**Passage**
>>>>

An Interview with Manlio Argueta
 
 

Claudia M. Milian Arias

Haverford College



Manlio Argueta, poet, critic, and novelist, was born in San Miguel, El Salvador in 1935. He is a member of El Salvador’s Generación Comprometida, a literary generation comprised of distinguished cultural workers whose works were influenced by Jean-Paul Sartre. Argueta, alongside other members of this generation who includes revolutionary writers such as Roque Dalton, grounded the concerns of European existentialism to Central America––engaging in what philosopher Lewis R. Gordon calls, in an Africana context, philosophies of existence. Broadly understood as modes of Africana thought, these ontological preoccupations are projects advancing an understanding of black intellectual history as one based on liberation and human agency. This theoretical framework, manifested through the complexities that arise from a humanity that is denied, can be easily extended to Argueta. His allegorical novels blend philosophical inquiry with poetic vigor; the questions identified and raised in his narratives, vis-à-vis issues of freedom, agony, liberation, and responsibility, ascend to the level of praxis.

Argueta’s literary works include A Place Called Milagro de la Paz (Curbstone Press, 2000), Little Red Riding Hood in the Red Light District (Curbstone Press, 1998), Cuzcatlan: Where the Southern Sea Beats (Vintage Books, 1987), and One Day of Life (Vintage Books, 1983). He was awarded the Casa de las Americas Prize in 1977; his work has been translated in more than 12 languages. One Day of Life, banned in El Salvador during the civil war, was recently named fifth in a list of the 100 best Latin American novels of the twentieth century conducted by the Modern Library.

<<<<

(Stored dataset items)
>>>>

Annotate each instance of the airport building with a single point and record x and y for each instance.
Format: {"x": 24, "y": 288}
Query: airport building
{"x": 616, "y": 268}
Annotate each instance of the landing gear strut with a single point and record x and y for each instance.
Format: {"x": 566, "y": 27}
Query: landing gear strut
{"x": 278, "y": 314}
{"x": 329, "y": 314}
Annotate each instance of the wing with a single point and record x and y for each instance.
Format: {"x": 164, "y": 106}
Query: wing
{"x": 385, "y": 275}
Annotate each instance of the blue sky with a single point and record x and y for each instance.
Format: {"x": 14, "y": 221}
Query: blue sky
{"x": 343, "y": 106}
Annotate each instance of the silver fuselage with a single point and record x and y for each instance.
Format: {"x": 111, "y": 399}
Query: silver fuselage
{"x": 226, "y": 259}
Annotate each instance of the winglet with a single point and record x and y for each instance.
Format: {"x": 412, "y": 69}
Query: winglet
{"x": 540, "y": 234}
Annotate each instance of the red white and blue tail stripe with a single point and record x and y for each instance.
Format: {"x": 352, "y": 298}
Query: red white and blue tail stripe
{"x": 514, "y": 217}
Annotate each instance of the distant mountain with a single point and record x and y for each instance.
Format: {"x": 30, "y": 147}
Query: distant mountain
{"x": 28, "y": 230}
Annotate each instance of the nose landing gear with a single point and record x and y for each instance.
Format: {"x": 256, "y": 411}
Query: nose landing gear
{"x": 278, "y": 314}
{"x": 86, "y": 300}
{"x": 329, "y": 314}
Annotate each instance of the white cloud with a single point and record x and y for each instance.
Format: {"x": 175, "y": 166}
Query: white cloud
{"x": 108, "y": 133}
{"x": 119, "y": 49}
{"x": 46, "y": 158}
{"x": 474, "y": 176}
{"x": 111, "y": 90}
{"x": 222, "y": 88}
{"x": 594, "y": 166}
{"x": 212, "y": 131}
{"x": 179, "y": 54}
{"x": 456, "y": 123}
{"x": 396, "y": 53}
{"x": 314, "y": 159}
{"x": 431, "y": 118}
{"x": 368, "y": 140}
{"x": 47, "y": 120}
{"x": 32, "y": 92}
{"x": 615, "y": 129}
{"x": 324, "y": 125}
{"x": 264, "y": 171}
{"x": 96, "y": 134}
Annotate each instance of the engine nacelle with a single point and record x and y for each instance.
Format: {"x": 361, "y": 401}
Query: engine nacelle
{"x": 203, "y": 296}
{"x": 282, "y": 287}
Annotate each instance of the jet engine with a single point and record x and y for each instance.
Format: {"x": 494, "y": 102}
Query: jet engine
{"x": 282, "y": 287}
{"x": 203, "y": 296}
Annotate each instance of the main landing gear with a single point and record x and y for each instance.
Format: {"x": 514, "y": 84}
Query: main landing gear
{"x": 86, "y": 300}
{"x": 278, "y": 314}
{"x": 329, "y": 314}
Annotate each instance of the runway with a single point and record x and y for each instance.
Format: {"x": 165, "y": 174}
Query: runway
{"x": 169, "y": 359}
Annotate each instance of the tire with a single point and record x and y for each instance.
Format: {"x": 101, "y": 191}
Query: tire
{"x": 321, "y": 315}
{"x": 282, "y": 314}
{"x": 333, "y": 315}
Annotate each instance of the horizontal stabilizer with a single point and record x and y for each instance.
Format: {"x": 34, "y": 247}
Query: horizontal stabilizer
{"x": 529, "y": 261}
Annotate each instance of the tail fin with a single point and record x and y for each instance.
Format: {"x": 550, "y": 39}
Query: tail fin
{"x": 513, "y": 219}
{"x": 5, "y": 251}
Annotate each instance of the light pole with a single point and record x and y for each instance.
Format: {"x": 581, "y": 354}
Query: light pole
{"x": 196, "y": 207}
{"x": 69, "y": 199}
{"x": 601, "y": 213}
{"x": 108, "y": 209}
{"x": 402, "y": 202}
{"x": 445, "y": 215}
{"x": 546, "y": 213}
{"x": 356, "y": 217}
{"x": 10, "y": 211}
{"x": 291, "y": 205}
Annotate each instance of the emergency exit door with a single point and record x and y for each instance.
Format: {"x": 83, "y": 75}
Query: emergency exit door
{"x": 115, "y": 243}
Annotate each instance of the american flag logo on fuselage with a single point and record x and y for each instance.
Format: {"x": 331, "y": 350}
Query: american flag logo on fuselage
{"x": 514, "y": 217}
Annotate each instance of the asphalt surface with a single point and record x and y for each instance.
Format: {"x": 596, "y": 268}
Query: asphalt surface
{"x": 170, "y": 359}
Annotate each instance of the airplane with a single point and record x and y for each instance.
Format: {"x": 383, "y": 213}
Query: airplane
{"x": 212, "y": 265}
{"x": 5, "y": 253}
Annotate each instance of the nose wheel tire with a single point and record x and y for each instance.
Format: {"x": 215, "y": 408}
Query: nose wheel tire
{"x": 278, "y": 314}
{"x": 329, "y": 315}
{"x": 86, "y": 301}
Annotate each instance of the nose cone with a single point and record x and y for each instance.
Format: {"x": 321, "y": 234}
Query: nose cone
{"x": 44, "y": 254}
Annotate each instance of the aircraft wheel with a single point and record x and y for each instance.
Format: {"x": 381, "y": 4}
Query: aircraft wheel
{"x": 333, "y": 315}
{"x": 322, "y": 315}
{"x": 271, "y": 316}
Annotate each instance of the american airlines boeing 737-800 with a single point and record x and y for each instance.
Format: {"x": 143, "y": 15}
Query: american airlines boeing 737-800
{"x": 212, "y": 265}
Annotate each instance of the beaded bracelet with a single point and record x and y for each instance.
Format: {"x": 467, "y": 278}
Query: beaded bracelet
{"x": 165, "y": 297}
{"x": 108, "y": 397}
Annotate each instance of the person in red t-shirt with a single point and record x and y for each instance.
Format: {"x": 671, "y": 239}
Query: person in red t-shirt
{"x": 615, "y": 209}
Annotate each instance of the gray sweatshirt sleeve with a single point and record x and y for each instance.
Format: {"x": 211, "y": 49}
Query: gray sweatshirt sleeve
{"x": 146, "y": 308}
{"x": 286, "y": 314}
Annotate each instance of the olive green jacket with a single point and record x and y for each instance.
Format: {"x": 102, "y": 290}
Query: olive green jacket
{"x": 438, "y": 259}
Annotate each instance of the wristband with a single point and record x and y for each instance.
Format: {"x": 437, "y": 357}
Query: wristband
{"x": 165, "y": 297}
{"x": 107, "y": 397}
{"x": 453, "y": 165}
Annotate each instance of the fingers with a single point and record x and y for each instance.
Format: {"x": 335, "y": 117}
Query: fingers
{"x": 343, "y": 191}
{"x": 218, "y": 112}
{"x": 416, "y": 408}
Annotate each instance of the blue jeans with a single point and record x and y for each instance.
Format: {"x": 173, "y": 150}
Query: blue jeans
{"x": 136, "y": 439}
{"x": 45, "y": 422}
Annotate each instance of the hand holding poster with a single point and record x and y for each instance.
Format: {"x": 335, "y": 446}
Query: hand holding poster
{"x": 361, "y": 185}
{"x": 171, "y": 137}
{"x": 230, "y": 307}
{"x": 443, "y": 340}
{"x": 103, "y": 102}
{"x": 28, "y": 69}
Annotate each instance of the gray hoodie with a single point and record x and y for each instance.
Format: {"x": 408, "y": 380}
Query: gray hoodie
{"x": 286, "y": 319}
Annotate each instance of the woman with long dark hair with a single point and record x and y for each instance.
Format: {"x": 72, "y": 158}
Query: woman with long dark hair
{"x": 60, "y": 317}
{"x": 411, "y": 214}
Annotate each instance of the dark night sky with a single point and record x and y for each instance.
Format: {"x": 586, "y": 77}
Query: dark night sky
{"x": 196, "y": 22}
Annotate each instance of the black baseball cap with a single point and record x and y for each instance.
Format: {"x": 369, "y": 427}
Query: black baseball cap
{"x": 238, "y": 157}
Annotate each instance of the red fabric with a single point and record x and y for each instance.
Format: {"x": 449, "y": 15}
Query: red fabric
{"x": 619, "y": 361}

<<<<

**Goal A**
Render this sentence from the passage on Manlio Argueta in Spanish: "He was awarded the Casa de las Americas Prize in 1977; his work has been translated in more than 12 languages."
**Goal B**
Retype the part of the passage on Manlio Argueta starting with "Argueta’s literary works" and going on through "the Modern Library.".
**Goal C**
Carry the passage on Manlio Argueta forward from the point where it ends.
The items are material separate from the passage on Manlio Argueta.

**Exercise result A**
Recibió el Premio Casa de las Americas en 1977; su obra ha sido traducida a más de 12 idiomas.

**Exercise result B**
Argueta’s literary works include A Place Called Milagro de la Paz (Curbstone Press, 2000), Little Red Riding Hood in the Red Light District (Curbstone Press, 1998), Cuzcatlan: Where the Southern Sea Beats (Vintage Books, 1987), and One Day of Life (Vintage Books, 1983). He was awarded the Casa de las Americas Prize in 1977; his work has been translated in more than 12 languages. One Day of Life, banned in El Salvador during the civil war, was recently named fifth in a list of the 100 best Latin American novels of the twentieth century conducted by the Modern Library.

**Exercise result C**
In what follows, Argueta discusses the role of Central American literature, and provides incisive considerations regarding the functions of "leftist" intellectuals. Having lived in exile in Costa Rica from 1972 until the early 1990s, Argueta also raises provocative remarks about the meanings of diasporic Salvadoran identities. Argueta demonstrates that while certain Latin American writers––let alone Salvadoran cultural workers––remain marginal to U.S. dominant culture, he is a central figure in the shaping and advancement of Latina, Latino, and Latin American thought and culture.

Argueta currently lives in El Salvador. He serves as Director of Art and Culture at El Salvador’s National University.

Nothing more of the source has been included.